▸ WHAT IS NEEDED: Write out the whole of the material exactly.

▸ RECORDS SHOWN:
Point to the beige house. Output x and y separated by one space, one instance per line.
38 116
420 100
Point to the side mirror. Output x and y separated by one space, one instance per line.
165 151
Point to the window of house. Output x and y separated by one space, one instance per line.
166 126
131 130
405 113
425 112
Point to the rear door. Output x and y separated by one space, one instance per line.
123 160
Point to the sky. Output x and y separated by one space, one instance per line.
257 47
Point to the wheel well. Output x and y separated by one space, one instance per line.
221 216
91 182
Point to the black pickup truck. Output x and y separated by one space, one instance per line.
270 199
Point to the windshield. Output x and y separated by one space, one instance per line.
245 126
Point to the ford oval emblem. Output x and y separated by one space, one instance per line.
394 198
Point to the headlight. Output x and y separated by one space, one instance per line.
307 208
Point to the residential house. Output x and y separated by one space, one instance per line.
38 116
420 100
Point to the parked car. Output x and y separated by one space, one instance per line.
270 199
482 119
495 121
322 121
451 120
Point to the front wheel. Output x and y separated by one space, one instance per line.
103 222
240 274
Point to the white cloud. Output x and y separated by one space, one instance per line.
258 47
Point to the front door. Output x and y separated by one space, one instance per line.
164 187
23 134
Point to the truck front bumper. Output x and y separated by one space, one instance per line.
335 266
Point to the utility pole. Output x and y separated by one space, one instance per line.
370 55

▸ FINAL ANSWER:
Point to the beige house. Output x and y separated by one space, one instance per line.
38 116
420 100
Point to the side mirror. Output x and y separated by one space, one instance per line.
165 151
Point to the window of house. Output x and y separated by one space, one instance per line.
166 126
131 130
405 113
425 112
Point to the rear door. Output x and y separated by one space, one instance per line.
123 160
Point to the sky. Output x and y separated by one space, one instance per line.
257 47
Point to the wheel well. Output x and y separated by one space, one instance per line.
221 216
91 182
Point to the black pickup truck. Output x and y separated by one space, one instance per line.
270 199
Point to the windshield. Output x and y separated by one space, one instance per line.
245 126
Point to the ford oval emblem. Output x and y separated by one space, one instance per line.
394 198
Point to the headlight. Output x and y separated by one space, one instance per line.
307 208
Point to the residential house. Output x and y separated by one space, one instance per line.
38 116
420 100
Point to the parked car. Output x and y separated by one space, one instance per line.
270 199
482 119
495 121
322 121
451 120
Point to the front wheel. Output x and y separated by one space, one instance per line.
103 222
240 274
Point to the white cloud. Output x and y separated by one space, one instance per line.
258 47
Point to the front door. Output x and y separated by one space, one instance per line.
164 187
23 134
Point to the truck front bumper. Output x and y separated by one space, one instance per line.
335 266
Point to the utility pole. Output x and y separated by one space, one instance per line.
370 55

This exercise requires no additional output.